SHORT EXERCISE. Extract every line of the records below and reproduce each one without any change.

INPUT.
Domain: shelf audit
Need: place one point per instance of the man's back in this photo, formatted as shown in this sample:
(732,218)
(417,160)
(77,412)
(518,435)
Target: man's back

RESULT FOR THIS EXERCISE.
Domain: shelf audit
Need: place one point per instance of the man's back in this photo, formatted as shown in this sample:
(732,218)
(417,160)
(77,412)
(518,435)
Target: man's back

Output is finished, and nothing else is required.